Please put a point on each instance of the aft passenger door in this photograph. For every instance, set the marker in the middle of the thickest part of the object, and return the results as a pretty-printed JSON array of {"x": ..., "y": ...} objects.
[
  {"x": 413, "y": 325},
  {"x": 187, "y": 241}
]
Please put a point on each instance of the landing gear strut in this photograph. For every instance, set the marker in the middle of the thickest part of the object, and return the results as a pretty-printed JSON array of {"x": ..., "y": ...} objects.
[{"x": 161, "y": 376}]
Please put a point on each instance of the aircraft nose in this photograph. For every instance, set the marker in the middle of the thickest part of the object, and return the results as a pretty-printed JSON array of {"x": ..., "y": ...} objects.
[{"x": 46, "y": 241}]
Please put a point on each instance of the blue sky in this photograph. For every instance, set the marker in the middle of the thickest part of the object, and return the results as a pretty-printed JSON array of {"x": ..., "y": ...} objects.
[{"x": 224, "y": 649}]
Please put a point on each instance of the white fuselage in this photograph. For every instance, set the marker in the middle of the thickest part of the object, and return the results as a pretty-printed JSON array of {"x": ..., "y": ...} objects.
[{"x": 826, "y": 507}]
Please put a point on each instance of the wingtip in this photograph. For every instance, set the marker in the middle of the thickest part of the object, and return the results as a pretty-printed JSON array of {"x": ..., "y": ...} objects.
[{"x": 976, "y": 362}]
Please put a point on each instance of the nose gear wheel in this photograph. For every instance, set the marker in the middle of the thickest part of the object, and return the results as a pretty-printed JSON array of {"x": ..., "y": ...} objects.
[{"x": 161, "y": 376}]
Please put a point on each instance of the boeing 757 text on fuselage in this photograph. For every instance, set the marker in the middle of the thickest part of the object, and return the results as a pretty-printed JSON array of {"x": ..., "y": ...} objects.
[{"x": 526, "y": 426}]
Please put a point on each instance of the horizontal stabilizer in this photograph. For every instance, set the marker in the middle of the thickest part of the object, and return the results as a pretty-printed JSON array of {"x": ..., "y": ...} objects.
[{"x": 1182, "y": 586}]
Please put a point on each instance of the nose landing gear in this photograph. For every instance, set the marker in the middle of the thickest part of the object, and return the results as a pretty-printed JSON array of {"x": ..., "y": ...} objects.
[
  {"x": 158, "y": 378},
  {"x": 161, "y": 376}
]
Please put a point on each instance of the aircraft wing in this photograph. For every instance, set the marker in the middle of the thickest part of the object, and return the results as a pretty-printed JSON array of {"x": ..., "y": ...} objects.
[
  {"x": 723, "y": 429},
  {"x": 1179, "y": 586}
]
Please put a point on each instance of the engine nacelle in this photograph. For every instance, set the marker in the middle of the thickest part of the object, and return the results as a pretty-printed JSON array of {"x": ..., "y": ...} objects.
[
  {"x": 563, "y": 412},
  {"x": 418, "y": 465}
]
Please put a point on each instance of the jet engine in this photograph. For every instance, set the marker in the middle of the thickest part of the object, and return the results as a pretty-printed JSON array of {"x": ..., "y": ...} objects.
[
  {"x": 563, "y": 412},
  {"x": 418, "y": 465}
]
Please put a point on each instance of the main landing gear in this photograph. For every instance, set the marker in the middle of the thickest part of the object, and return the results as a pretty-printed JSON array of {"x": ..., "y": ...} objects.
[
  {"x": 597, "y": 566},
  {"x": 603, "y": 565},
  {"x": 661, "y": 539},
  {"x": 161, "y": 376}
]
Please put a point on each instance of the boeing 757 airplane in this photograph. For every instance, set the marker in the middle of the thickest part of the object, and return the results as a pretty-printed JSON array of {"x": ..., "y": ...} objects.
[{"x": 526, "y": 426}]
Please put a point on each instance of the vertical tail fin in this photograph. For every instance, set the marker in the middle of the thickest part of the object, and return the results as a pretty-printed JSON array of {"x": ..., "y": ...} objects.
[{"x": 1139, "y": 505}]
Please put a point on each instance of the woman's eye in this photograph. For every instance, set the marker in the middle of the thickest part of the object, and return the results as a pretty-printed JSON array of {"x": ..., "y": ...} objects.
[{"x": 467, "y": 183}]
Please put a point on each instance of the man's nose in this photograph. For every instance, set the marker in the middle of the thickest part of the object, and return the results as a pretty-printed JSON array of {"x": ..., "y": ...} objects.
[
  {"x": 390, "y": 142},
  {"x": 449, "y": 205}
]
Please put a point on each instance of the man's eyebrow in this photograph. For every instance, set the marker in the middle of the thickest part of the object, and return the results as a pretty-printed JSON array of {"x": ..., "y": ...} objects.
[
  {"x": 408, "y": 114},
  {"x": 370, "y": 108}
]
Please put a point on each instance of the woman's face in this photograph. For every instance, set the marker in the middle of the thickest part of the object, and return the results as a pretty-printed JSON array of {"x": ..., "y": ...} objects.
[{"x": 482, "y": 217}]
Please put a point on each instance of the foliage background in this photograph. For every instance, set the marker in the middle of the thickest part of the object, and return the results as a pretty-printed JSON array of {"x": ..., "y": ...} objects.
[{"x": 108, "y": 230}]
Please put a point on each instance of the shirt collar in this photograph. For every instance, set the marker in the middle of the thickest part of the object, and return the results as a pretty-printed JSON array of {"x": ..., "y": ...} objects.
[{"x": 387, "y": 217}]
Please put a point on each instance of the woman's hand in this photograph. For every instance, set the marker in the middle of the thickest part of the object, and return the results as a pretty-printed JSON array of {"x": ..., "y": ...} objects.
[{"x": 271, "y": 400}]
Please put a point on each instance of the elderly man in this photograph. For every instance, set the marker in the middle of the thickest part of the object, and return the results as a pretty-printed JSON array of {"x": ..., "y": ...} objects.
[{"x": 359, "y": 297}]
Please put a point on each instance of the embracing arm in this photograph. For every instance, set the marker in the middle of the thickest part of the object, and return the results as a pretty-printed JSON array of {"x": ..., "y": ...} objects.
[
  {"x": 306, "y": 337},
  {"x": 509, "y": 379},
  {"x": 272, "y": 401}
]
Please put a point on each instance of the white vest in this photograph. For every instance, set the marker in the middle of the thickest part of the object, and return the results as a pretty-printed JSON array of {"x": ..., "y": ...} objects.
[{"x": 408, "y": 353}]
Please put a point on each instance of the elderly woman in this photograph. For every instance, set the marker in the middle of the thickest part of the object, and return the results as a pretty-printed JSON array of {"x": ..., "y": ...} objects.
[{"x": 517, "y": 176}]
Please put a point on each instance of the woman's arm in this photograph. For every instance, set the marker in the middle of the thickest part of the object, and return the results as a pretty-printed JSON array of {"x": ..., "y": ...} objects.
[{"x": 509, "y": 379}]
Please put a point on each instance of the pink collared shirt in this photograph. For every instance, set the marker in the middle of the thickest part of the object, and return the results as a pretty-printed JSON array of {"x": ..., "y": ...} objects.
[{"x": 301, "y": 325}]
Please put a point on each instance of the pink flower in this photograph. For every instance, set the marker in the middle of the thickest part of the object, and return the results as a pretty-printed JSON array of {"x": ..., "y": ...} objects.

== == ==

Exercise instructions
Every single line in the records above must be written out exactly.

Result for this task
Please put a point on each instance of the aft passenger door in this photograph. For every instance, set the marker in the middle of the thickest part of the object, and return the results as a pretty-printed JSON array of {"x": ..., "y": ...} objects.
[
  {"x": 413, "y": 325},
  {"x": 187, "y": 241}
]
Please put a point on each instance of the landing gear strut in this photograph. For every instance, set the marker in the middle of the thickest part of the object, and return the results as a pretty-printed JSON array of {"x": ..., "y": ...} objects.
[{"x": 161, "y": 376}]
Please put a point on each instance of the aircraft nose in this photograph. For every instance, set the marker in the middle of the thickest part of the object, and return the results as a pretty-printed JSON array of {"x": ..., "y": ...} objects.
[{"x": 46, "y": 241}]
Please put a point on each instance of the blue sky in this photograph. For every instance, set the marker in the middle of the thickest part of the object, and return the results as a pretty-printed JSON array of {"x": ..., "y": ...} objects.
[{"x": 224, "y": 649}]
Please put a point on each instance of the white fuselage in this photograph. For every instance, set the marker in the middle of the thickest part of the object, and return the results as a pretty-printed JSON array of {"x": ..., "y": ...} objects.
[{"x": 826, "y": 507}]
Please put a point on each instance of the wingtip in this photograph. For every instance, set the marker in the middle of the thickest part of the object, and return the results as a pretty-printed JSON array of {"x": ..., "y": ...} objects.
[{"x": 976, "y": 362}]
Please put a point on each instance of the nose gear wheel in this photograph. For every instance, set the marker in the middle of the thickest part of the object, and return the results as a pretty-printed JSON array of {"x": ..., "y": ...} objects.
[{"x": 161, "y": 376}]
Please put a point on each instance of the boeing 757 text on fuselage in this photograph. For every instance, set the marker in the middle of the thickest part of the object, and return the results as a pretty-printed JSON array of {"x": ..., "y": ...} objects.
[{"x": 526, "y": 426}]
Please put a point on each instance of the horizontal stabilizer in this photograph. For every instance, set the marker in the middle of the thickest part of the object, and return the results as a pretty-printed JSON array of {"x": ..., "y": ...} objects.
[{"x": 1182, "y": 586}]
Please put a point on each instance of the nose landing gear in this photograph. For every instance, set the marker in the middle of the thickest part of the object, and return the results as a pretty-printed JSON array of {"x": ..., "y": ...} objects.
[
  {"x": 158, "y": 378},
  {"x": 161, "y": 376}
]
Please put a point on each instance of the aircraft wing in this photograph. For every instance, set the marker in the middle of the thickest part of the object, and return the results as a pretty-printed JSON array of {"x": ..., "y": ...} objects.
[
  {"x": 723, "y": 429},
  {"x": 1179, "y": 586}
]
Please put a point on each instance of the engine nacelle in this photograph. For every instance, set the marker in the middle of the thickest part of the object, and return the results as a pretty-printed JSON array of {"x": ..., "y": ...} objects.
[
  {"x": 563, "y": 412},
  {"x": 418, "y": 465}
]
Please put a point on each instance of the jet engine in this photograph. For every instance, set the marker in the middle of the thickest part of the object, and return the results as a pretty-printed JSON array of {"x": ..., "y": ...} objects.
[
  {"x": 563, "y": 412},
  {"x": 418, "y": 465}
]
Please put a point on each instance of the main landing gear in this photograph. For every instance, set the marker in the middle of the thickest part of the object, and return the results as a pretty-printed JSON array of {"x": ..., "y": ...} objects.
[
  {"x": 597, "y": 566},
  {"x": 603, "y": 565},
  {"x": 661, "y": 539},
  {"x": 161, "y": 376}
]
Please put a point on each instance of the boeing 757 airplane in this photograph. For every instance, set the marker in the middle of the thickest part of the object, and return the results as a pretty-printed JSON array of {"x": ..., "y": ...} objects.
[{"x": 526, "y": 426}]
Please put a point on each instance of the vertical tail fin in this photograph. For every instance, set the marker in the middle of the thickest part of the object, and return the results as a pretty-printed JSON array of {"x": ..., "y": ...} objects.
[{"x": 1139, "y": 505}]
Please put a point on each instance of the woman's eye in this photograph. For every instance, set the marker in the middle of the thickest part of the object, and return the results as a pretty-printed JSON array of {"x": ..., "y": ...} objects.
[{"x": 467, "y": 183}]
Please put a point on each instance of the man's nose in this photograph. For every instance, set the marker in the middle of the thickest part of the object, and return the results as a pretty-printed JSON array of {"x": ..., "y": ...} objects.
[
  {"x": 390, "y": 142},
  {"x": 449, "y": 205}
]
Please put a point on each instance of the man's eyebrow in this photograph. For every instance, set the marker in the middle of the thickest part of the object, and return the results as a pretty-printed JSON array of {"x": ..., "y": ...} objects.
[
  {"x": 408, "y": 114},
  {"x": 370, "y": 108}
]
Please put a point on each instance of the woman's face in this photograph. For every instance, set the marker in the middle of the thickest part of the object, and return the results as a pretty-printed JSON array of {"x": ..., "y": ...} objects.
[{"x": 482, "y": 217}]
Please put a point on each instance of the foliage background in this photograph. For every instance, set the marker in the middle of the thickest part of the object, and return the results as a pretty-printed JSON array of {"x": ..., "y": ...} objects.
[{"x": 108, "y": 230}]
Please put a point on each instance of the shirt collar in this photograph. For every instance, set the marker in the middle of the thickest part of the object, and return the results as a pretty-printed JSON array of {"x": ..., "y": ...} objects.
[{"x": 387, "y": 217}]
Please put a point on each instance of the woman's hand in this photograph. For every instance, set the marker in the middle of the thickest part of the object, and return the results as a pretty-printed JSON array of {"x": ..., "y": ...} objects.
[{"x": 271, "y": 400}]
Please put a point on each instance of the elderly man in this photograph. For every instance, set the marker in the middle of the thickest part of the object, and return the results as a pretty-printed JSON array of {"x": ..., "y": ...} objects.
[{"x": 359, "y": 297}]
Please put a point on each instance of the embracing arm in this photograph. For every instance, set the marker in the middle of the thickest part of the object, and return the results as a pretty-printed JSON array of {"x": ..., "y": ...} objects.
[
  {"x": 306, "y": 337},
  {"x": 509, "y": 379},
  {"x": 272, "y": 401}
]
Please put a point on each instance of the white vest in this photograph. For every instance, set the marker in the middle of the thickest part of the object, and return the results as a pretty-printed JSON array of {"x": ..., "y": ...} objects.
[{"x": 408, "y": 353}]
Please put a point on each instance of the elderly woman in this photograph. For every instance, set the marker in the middle of the thickest part of the object, and return the results as a pretty-printed JSON array of {"x": ..., "y": ...} objects.
[{"x": 517, "y": 176}]
Please put a point on each instance of the woman's arm in this photograph. For every instance, set the marker in the middle of the thickest part of the object, and return the results as a pretty-printed JSON array of {"x": ..., "y": ...} objects.
[{"x": 509, "y": 379}]
Please put a point on each instance of the pink collared shirt in this photograph. For every instance, set the marker in the middle of the thickest part of the object, and return the results as a pretty-printed JSON array of {"x": ..., "y": ...} objects.
[{"x": 301, "y": 325}]
Please put a point on each instance of the pink flower in this photograph. For every instance, set the marker in the middle of the thickest part of the object, and return the results as a pretty-printed JSON array of {"x": ..., "y": ...} objects.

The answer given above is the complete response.